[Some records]
>>

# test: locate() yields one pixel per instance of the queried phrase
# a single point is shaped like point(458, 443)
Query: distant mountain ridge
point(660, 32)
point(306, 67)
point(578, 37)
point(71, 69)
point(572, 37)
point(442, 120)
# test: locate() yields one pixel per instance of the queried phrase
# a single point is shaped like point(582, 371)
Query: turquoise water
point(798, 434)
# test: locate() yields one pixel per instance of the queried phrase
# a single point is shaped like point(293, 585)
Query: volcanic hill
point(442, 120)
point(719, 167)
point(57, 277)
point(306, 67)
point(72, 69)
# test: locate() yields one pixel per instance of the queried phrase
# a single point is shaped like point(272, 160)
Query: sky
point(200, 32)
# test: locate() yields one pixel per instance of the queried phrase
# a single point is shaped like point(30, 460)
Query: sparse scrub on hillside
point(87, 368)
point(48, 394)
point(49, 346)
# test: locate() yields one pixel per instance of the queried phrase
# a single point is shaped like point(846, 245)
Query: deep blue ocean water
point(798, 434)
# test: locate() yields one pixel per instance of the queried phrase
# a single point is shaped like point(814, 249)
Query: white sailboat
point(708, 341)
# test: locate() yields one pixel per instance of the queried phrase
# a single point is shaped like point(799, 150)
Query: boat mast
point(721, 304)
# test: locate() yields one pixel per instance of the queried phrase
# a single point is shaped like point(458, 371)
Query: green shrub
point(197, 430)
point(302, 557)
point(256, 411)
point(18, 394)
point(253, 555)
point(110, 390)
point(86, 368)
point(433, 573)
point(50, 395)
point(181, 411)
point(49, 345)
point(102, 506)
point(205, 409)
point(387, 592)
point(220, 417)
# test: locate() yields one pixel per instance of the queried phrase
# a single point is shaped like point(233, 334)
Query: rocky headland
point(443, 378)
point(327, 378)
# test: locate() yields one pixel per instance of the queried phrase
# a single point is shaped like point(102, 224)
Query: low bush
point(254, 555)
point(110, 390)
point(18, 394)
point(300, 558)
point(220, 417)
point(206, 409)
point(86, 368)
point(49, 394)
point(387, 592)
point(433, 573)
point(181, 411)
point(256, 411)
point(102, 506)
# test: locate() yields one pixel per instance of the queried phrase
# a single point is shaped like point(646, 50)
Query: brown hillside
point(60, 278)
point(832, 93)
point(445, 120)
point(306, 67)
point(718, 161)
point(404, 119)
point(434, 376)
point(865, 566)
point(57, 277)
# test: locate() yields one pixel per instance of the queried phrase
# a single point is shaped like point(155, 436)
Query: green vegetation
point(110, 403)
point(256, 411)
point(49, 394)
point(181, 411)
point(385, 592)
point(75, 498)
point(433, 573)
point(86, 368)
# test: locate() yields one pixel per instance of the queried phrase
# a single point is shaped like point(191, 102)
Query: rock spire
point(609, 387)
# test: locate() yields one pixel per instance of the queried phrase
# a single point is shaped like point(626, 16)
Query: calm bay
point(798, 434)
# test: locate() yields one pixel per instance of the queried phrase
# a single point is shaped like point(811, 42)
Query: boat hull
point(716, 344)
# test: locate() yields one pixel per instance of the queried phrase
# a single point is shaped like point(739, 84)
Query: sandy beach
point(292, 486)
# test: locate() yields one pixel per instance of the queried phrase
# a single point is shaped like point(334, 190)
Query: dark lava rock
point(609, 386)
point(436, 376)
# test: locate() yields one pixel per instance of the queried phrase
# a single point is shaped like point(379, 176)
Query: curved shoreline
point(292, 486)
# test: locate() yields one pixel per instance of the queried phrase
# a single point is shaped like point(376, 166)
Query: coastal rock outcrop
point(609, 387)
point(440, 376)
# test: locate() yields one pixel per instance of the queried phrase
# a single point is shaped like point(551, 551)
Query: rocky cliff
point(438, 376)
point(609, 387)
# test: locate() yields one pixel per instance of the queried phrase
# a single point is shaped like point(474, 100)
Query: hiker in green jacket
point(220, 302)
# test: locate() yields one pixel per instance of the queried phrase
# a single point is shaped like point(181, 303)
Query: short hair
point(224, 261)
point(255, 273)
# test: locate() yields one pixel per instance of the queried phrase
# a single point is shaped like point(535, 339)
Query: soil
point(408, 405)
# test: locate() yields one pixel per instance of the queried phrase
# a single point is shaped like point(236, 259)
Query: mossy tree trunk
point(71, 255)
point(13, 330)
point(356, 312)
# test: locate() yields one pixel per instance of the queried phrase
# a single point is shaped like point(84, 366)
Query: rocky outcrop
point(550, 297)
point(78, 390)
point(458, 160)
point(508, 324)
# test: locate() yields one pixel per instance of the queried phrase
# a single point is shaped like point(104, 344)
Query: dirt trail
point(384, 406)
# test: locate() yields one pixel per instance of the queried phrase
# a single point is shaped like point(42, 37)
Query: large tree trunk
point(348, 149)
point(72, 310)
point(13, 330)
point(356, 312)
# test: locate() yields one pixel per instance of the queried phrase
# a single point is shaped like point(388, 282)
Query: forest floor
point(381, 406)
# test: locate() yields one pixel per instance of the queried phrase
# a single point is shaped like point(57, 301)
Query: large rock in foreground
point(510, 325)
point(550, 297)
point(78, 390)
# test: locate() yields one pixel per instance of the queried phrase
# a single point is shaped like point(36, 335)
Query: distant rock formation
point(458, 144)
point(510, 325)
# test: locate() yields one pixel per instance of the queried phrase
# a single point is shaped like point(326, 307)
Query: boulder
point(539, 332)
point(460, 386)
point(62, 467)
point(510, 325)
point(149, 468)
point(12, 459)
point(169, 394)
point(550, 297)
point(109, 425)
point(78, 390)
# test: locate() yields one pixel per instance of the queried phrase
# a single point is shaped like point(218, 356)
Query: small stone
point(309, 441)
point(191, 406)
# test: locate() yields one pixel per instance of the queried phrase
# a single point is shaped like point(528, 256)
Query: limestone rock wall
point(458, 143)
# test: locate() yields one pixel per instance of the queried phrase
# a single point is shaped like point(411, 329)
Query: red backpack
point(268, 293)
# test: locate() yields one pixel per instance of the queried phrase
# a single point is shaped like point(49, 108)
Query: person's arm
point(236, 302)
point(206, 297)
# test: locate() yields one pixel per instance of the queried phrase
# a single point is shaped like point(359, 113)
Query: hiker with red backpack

<<

__WORK TO BE COMPLETED__
Please output every record, keeping each line exact.

__RESULT OF THIS TASK__
# test: locate() yields one pixel per instance of the queried phrase
# a single point is shaped like point(458, 443)
Query: distant mountain ridge
point(660, 32)
point(306, 67)
point(578, 37)
point(71, 69)
point(572, 37)
point(442, 120)
# test: locate() yields one pixel per instance of the queried phrase
# a single point is shaped like point(582, 371)
Query: turquoise water
point(798, 434)
# test: locate() yields one pixel per instance of the queried phrase
# a single point is shaped like point(293, 585)
Query: volcanic hill
point(442, 120)
point(719, 167)
point(57, 277)
point(306, 67)
point(72, 69)
# test: locate() yields one pixel per instance of the queried phrase
# a single point is shaped like point(272, 160)
Query: sky
point(200, 32)
# test: locate() yields one pixel per instance of the queried phrase
# a single point is shaped like point(30, 460)
Query: sparse scrub on hillside
point(87, 368)
point(48, 394)
point(49, 346)
# test: locate() yields one pixel per instance of the queried phrase
# a single point is shaped like point(846, 245)
Query: deep blue ocean water
point(798, 434)
# test: locate() yields one pixel per instance of the queried phrase
# a single point is shaped like point(814, 249)
Query: white sailboat
point(708, 341)
# test: locate() yields one pixel per instance of the queried phrase
# a single point is shaped like point(799, 150)
Query: boat mast
point(721, 304)
# test: locate() yields one pixel per instance of the queried phrase
# a single point is shaped like point(458, 371)
Query: green shrub
point(197, 430)
point(302, 557)
point(256, 411)
point(18, 394)
point(253, 555)
point(110, 390)
point(86, 368)
point(433, 573)
point(50, 395)
point(181, 411)
point(49, 345)
point(102, 506)
point(205, 409)
point(387, 592)
point(220, 417)
# test: locate() yields one pixel per instance of the queried phrase
# a single point is shaped like point(233, 334)
Query: rocky headland
point(443, 378)
point(327, 378)
# test: locate() yields one pixel per instance of the queried phrase
# a single point is shaped like point(102, 224)
Query: low bush
point(254, 555)
point(110, 390)
point(18, 394)
point(300, 558)
point(220, 417)
point(206, 409)
point(86, 368)
point(49, 394)
point(387, 592)
point(433, 573)
point(181, 411)
point(256, 411)
point(102, 506)
# test: locate() yields one pixel per instance of the queried phrase
# a single point is shaped like point(646, 50)
Query: brown hillside
point(60, 278)
point(832, 93)
point(445, 120)
point(306, 67)
point(718, 161)
point(404, 119)
point(434, 376)
point(865, 566)
point(57, 277)
# test: locate() yields one pixel per instance of the queried phrase
# a single point is shaped like point(155, 436)
Query: green vegetation
point(110, 403)
point(256, 411)
point(49, 394)
point(181, 411)
point(385, 592)
point(75, 498)
point(433, 573)
point(86, 368)
# test: locate() yields one pixel per instance of the queried phrase
# a single point is shaped like point(191, 102)
Query: rock spire
point(609, 387)
# test: locate() yields one pixel per instance of the queried phrase
# a single point is shaped like point(626, 16)
Query: calm bay
point(798, 434)
# test: locate() yields one pixel per instance of the queried phrase
# a single point is shaped like point(811, 42)
Query: boat hull
point(716, 344)
# test: locate() yields one pixel per instance of the queried phrase
# a single point is shaped like point(739, 84)
Query: sandy beach
point(292, 486)
# test: locate() yields one pixel per instance of the queried phrase
# a single point is shaped like point(334, 190)
Query: dark lava rock
point(609, 386)
point(436, 376)
# test: locate() yields one pixel per instance of the queried phrase
# a single point is shaped like point(379, 176)
Query: curved shoreline
point(292, 486)
# test: locate() yields one pixel per instance of the queried phrase
# a single point is shaped like point(376, 166)
Query: coastal rock outcrop
point(609, 387)
point(440, 376)
# test: locate() yields one pixel per instance of the queried phrase
# a single point is shaped like point(551, 551)
Query: rocky cliff
point(438, 376)
point(609, 387)
# test: locate() yields one pixel per instance of the queried phrase
# a single point is shaped like point(474, 100)
Query: hiker in green jacket
point(220, 302)
# test: locate() yields one pixel per instance of the queried phrase
# a single point is shaped like point(181, 303)
Query: short hair
point(224, 261)
point(255, 273)
# test: locate() yields one pixel per instance of the queried phrase
# a single point is shaped like point(535, 339)
Query: soil
point(408, 405)
# test: locate() yields one pixel per instance of the queried phrase
# a single point is shaped like point(236, 259)
Query: mossy tree trunk
point(71, 255)
point(13, 330)
point(356, 312)
# test: locate() yields one pixel per instance of the queried phrase
# a single point is shaped like point(84, 366)
Query: rocky outcrop
point(550, 297)
point(78, 390)
point(458, 160)
point(508, 324)
# test: locate() yields one pixel per instance of the queried phrase
# a single point is shaped like point(104, 344)
Query: dirt trail
point(384, 406)
# test: locate() yields one pixel per instance of the queried phrase
# a single point is shaped like point(42, 37)
Query: large tree trunk
point(348, 149)
point(72, 310)
point(13, 330)
point(356, 312)
# test: locate() yields one pixel per instance of the queried phrase
# a single point is shaped like point(388, 282)
Query: forest floor
point(381, 406)
# test: locate() yields one pixel per instance of the queried phrase
# a single point is shaped like point(57, 301)
Query: large rock in foreground
point(510, 325)
point(550, 297)
point(78, 390)
# test: locate() yields one pixel per instance of the queried phrase
# a single point is shaped like point(36, 335)
Query: distant rock formation
point(458, 144)
point(510, 325)
# test: locate() yields one pixel per instance of the queried phrase
# a single point is shaped like point(326, 307)
Query: boulder
point(539, 332)
point(460, 386)
point(62, 467)
point(510, 325)
point(149, 468)
point(12, 459)
point(169, 394)
point(550, 297)
point(109, 425)
point(78, 390)
# test: locate() yields one pixel per instance of the queried phrase
# a single point is shaped like point(218, 356)
Query: small stone
point(309, 441)
point(191, 406)
# test: locate() yields one pixel per instance of the queried phrase
# a single point is shaped like point(528, 256)
Query: limestone rock wall
point(458, 143)
# test: locate() yields one pixel per instance of the queried phrase
# a single point is shaped like point(411, 329)
Query: red backpack
point(268, 293)
# test: locate() yields one pixel per instance of the queried phrase
# a single point is shaped like point(49, 108)
Query: person's arm
point(236, 302)
point(206, 297)
# test: locate() yields one pixel per instance of the queried phrase
# a single point is shaped like point(359, 113)
Query: hiker with red backpack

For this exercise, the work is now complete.